# PROVIDED DATA
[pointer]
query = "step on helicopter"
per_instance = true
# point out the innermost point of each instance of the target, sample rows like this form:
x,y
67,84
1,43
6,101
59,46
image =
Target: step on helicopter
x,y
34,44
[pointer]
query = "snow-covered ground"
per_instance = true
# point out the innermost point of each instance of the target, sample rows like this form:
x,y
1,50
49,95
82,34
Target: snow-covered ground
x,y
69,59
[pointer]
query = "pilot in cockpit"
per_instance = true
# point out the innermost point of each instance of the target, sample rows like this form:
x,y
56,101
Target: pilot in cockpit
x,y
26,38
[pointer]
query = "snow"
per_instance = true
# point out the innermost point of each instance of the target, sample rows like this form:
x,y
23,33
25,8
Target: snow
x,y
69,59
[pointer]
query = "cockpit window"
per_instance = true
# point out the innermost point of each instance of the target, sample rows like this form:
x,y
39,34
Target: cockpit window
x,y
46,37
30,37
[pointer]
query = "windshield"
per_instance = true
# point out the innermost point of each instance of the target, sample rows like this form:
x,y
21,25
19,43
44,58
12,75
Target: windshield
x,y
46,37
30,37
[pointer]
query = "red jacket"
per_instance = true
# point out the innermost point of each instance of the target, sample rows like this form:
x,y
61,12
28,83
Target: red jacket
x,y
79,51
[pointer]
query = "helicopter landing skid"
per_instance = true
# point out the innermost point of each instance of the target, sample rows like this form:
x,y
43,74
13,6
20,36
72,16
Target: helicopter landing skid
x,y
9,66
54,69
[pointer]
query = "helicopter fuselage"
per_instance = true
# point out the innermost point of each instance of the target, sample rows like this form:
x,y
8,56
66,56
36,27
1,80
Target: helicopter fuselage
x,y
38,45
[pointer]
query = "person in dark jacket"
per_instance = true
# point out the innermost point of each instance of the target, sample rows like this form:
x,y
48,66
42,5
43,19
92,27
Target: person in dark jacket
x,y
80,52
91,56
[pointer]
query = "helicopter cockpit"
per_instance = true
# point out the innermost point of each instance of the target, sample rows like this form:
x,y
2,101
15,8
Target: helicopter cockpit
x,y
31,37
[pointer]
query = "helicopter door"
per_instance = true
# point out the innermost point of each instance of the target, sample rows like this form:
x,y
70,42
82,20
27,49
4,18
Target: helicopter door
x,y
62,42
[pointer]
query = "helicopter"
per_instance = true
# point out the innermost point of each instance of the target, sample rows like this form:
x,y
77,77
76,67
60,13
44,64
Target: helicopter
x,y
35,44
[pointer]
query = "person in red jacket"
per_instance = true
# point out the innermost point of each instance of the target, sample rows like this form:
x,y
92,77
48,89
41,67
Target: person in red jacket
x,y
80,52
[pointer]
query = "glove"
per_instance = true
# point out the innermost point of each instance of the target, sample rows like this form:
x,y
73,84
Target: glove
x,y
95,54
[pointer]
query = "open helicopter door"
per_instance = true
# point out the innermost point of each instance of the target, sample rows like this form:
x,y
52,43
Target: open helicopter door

# PROBLEM REQUIREMENTS
Produce a verbatim transcription of the entries above.

# WORKED ANSWER
[pointer]
query = "step on helicopter"
per_instance = true
# point out the innermost point of each instance of the target, sample rows like this form:
x,y
67,84
1,43
6,101
59,46
image =
Target: step on helicopter
x,y
34,44
[pointer]
query = "snow-covered ground"
per_instance = true
# point out the innermost point of each instance of the target, sample rows like this form:
x,y
1,50
49,95
82,34
Target: snow-covered ground
x,y
69,59
[pointer]
query = "pilot in cockpit"
per_instance = true
# point out the innermost point of each instance of the target, sample rows like this form:
x,y
56,101
Target: pilot in cockpit
x,y
26,38
[pointer]
query = "snow"
per_instance = true
# point out the innermost point of each instance of the target, sample rows like this form:
x,y
23,33
25,8
Target: snow
x,y
69,59
[pointer]
query = "cockpit window"
per_instance = true
# point out the innermost point of each instance of the target, sample rows like this form:
x,y
39,34
Target: cockpit window
x,y
46,37
30,37
[pointer]
query = "windshield"
per_instance = true
# point out the innermost point of each instance of the target, sample rows like this form:
x,y
21,25
19,43
44,58
12,75
Target: windshield
x,y
46,37
30,37
[pointer]
query = "red jacket"
per_instance = true
# point out the innermost point of each instance of the target, sample rows like this form:
x,y
61,12
28,83
Target: red jacket
x,y
79,51
[pointer]
query = "helicopter landing skid"
per_instance = true
# point out the innermost point of each instance of the target, sample rows like this form:
x,y
43,74
13,6
20,36
72,16
Target: helicopter landing skid
x,y
9,66
54,69
[pointer]
query = "helicopter fuselage"
per_instance = true
# point out the innermost point of each instance of the target, sample rows like this form:
x,y
8,56
66,56
36,27
1,80
Target: helicopter fuselage
x,y
38,45
[pointer]
query = "person in dark jacket"
per_instance = true
# point out the innermost point of each instance of the target, sample rows like this form:
x,y
48,66
42,5
43,19
92,27
Target: person in dark jacket
x,y
80,52
91,56
[pointer]
query = "helicopter cockpit"
per_instance = true
# point out the innermost point of each instance of the target, sample rows like this form:
x,y
2,101
15,8
Target: helicopter cockpit
x,y
31,37
[pointer]
query = "helicopter door"
per_instance = true
# point out the innermost point of each instance of the target, sample rows like this form:
x,y
70,42
82,20
27,49
4,18
Target: helicopter door
x,y
62,42
[pointer]
query = "helicopter"
per_instance = true
# point out the innermost point of each instance of the target, sample rows like this form:
x,y
77,77
76,67
60,13
44,64
Target: helicopter
x,y
35,44
[pointer]
query = "person in red jacket"
per_instance = true
# point out the innermost point of each instance of the target, sample rows like this form:
x,y
92,77
48,89
41,67
Target: person in red jacket
x,y
80,52
[pointer]
query = "glove"
per_instance = true
# point out the innermost point of each instance of the target, sample rows like this form:
x,y
73,84
Target: glove
x,y
95,54
[pointer]
query = "open helicopter door"
per_instance = true
# point out the innermost point of each instance of the target, sample rows like this form:
x,y
52,43
Target: open helicopter door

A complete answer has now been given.